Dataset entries
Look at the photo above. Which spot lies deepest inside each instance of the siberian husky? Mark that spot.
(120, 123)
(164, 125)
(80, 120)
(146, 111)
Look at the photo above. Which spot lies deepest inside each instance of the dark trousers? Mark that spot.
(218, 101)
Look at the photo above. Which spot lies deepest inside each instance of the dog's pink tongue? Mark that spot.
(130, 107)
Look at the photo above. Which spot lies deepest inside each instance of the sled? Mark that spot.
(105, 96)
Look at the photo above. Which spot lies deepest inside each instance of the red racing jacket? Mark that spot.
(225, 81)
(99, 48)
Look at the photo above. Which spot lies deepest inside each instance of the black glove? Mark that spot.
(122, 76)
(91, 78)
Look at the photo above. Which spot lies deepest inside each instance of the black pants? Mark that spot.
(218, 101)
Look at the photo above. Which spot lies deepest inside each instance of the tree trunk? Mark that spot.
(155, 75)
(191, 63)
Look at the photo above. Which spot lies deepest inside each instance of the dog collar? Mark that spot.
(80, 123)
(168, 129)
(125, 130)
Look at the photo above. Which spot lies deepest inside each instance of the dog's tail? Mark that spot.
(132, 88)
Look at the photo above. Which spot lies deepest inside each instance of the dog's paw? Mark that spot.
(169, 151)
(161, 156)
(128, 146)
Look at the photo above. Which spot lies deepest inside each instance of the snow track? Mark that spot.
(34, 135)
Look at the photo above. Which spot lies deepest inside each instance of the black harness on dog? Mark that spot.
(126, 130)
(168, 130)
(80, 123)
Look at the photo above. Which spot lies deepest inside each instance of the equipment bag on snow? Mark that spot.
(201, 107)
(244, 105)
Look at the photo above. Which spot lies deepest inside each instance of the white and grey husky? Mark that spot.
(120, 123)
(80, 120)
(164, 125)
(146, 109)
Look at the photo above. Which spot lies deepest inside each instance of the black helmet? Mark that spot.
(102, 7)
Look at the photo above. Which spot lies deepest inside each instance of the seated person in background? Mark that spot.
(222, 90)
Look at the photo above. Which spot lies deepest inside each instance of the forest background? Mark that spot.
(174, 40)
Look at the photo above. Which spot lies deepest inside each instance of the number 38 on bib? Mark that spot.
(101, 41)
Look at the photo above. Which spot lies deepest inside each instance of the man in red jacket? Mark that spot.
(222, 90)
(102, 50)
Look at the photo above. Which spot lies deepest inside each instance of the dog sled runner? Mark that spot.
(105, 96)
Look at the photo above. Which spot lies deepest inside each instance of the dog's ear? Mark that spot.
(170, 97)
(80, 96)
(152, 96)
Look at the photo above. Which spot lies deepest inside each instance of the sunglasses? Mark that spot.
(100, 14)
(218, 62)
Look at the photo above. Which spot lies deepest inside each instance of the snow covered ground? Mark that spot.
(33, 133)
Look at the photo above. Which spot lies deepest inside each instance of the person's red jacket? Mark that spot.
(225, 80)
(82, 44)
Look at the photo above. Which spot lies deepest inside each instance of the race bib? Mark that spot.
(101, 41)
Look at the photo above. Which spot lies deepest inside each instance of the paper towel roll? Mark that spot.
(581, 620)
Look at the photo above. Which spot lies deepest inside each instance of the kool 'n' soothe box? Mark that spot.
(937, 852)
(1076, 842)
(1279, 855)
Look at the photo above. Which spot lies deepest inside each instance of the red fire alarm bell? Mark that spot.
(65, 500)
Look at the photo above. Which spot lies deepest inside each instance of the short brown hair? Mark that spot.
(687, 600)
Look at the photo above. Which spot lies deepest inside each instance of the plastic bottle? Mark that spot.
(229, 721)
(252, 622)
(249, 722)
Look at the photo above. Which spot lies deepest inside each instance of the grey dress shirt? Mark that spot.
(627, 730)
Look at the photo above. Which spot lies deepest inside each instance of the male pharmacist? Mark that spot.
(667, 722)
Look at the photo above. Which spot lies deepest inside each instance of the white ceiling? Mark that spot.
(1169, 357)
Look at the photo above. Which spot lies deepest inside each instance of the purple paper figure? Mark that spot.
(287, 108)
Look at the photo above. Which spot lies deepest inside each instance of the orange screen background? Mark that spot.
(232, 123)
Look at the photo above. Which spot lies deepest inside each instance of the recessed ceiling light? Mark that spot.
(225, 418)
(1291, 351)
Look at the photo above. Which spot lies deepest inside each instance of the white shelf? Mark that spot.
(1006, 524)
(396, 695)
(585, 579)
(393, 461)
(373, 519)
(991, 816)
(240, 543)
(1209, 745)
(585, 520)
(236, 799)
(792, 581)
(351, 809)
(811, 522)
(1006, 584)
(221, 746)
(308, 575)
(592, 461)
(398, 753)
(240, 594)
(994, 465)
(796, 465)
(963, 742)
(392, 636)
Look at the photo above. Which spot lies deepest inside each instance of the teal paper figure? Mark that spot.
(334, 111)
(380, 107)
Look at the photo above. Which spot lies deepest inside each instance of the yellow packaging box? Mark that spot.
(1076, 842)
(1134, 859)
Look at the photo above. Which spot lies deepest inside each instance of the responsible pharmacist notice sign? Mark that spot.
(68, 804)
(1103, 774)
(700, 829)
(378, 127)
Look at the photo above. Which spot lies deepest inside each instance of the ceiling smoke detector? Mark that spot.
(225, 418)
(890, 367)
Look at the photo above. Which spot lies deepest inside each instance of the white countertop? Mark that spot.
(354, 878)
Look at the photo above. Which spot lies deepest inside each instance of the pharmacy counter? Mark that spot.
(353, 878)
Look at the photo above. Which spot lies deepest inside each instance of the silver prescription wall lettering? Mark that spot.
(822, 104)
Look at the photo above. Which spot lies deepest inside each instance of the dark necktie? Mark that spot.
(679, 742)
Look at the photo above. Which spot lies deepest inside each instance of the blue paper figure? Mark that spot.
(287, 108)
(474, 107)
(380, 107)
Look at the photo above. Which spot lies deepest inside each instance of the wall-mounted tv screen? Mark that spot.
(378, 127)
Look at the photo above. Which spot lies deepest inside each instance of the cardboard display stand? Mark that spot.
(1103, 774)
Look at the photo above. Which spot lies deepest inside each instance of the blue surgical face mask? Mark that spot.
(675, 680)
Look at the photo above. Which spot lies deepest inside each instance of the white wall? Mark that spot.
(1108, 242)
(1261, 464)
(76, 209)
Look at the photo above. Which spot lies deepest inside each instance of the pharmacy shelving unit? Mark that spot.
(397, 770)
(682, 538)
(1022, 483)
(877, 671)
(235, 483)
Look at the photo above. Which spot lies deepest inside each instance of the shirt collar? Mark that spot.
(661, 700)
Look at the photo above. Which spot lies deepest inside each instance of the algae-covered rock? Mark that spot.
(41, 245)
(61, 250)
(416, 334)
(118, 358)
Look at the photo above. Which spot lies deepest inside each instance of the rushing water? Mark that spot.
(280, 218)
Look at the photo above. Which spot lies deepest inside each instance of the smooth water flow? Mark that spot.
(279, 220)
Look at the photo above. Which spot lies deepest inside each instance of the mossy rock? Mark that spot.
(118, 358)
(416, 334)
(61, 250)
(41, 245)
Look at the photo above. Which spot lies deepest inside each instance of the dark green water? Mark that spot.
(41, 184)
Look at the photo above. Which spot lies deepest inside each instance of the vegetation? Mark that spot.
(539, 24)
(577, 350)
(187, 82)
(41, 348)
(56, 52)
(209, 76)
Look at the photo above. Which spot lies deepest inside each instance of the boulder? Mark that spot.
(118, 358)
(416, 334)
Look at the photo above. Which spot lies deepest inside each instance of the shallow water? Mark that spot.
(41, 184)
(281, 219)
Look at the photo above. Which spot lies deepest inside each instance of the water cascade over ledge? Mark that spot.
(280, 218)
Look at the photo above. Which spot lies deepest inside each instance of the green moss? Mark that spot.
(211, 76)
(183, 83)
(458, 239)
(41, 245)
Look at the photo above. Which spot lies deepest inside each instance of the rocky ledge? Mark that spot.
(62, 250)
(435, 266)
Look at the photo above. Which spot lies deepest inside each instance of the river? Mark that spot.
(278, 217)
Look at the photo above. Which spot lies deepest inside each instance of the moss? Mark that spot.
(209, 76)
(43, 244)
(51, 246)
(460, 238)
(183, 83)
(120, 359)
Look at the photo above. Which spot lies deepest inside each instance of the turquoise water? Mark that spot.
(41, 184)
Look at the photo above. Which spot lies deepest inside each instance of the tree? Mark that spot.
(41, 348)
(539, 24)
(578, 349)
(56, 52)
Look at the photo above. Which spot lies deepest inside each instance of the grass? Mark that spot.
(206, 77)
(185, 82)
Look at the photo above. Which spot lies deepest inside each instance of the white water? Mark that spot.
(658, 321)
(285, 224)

THE TASK = Starting with the line that contains "over ledge? Mark that spot.", repeat each line through the last one exactly as it appears. Include both ends and nothing more.

TASK ANSWER =
Look at the photo above. Which spot lies deepest inside each instance of the water cascade over ledge? Mark that spot.
(280, 218)
Look at the photo above. Which spot lies deepest inside each instance of the green moss? Mark that spot.
(211, 76)
(183, 83)
(458, 239)
(41, 245)
Look at the photo above. Which spot lies deepest inside each instance of the rocky ledge? Mark that spot.
(62, 250)
(435, 266)
Look at the photo above. Which spot lies deepest inside each instance of the river? Mark that spot.
(278, 217)
Look at the photo above. Which spot lies deepest inside each instance of the moss? Mark that spot.
(209, 76)
(43, 244)
(51, 246)
(460, 238)
(183, 83)
(120, 359)
Look at the photo above. Which spot lies deepest inside each instance of the turquoise water? Mark that spot.
(41, 184)
Look at the photo above. Which spot lies deepest inside each instance of the tree? Mark that spot.
(41, 348)
(539, 24)
(578, 349)
(56, 52)
Look at the photo above. Which spot lies deepest inside each instance of the grass? Mark that spot.
(206, 77)
(185, 82)
Look at the photo above. Which spot lies deepest inside each instance of the white water? Mark that spot.
(658, 321)
(285, 224)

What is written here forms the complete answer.